▶ [What the task asks]: Reproduce the entries from the start through the line containing "xmin=117 ymin=8 xmax=143 ymax=34", both ends included, with the request lines kept. Scale every bounding-box coordinate in the answers by 1.5 and round to the nearest whole number, rounding halves up; leave the numbers in the requests and their format sample unchanged.

▶ [Input data]:

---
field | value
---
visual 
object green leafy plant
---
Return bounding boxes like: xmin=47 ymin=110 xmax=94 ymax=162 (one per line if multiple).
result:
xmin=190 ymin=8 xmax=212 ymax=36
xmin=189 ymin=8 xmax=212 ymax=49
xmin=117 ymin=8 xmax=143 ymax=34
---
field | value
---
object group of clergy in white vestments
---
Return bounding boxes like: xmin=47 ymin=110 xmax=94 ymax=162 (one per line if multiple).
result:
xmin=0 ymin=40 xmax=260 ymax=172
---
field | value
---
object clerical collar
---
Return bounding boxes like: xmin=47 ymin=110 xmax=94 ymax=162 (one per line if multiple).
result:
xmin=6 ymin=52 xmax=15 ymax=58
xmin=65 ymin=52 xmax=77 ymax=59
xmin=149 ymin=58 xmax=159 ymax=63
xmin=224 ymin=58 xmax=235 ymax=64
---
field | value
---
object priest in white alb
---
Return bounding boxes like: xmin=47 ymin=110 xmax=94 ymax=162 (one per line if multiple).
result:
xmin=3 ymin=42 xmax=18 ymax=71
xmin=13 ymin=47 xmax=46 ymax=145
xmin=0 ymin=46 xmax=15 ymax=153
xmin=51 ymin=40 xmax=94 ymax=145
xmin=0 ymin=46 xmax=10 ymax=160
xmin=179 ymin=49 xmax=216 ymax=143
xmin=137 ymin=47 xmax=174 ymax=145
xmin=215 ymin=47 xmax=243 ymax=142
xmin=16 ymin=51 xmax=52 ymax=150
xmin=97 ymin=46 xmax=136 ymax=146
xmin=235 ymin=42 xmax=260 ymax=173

▶ [The response]:
---
field | value
---
visual 
object green leafy plant
---
Return bounding boxes like: xmin=47 ymin=110 xmax=94 ymax=162 (one per line if multiple).
result:
xmin=285 ymin=12 xmax=318 ymax=54
xmin=284 ymin=12 xmax=318 ymax=74
xmin=176 ymin=12 xmax=215 ymax=51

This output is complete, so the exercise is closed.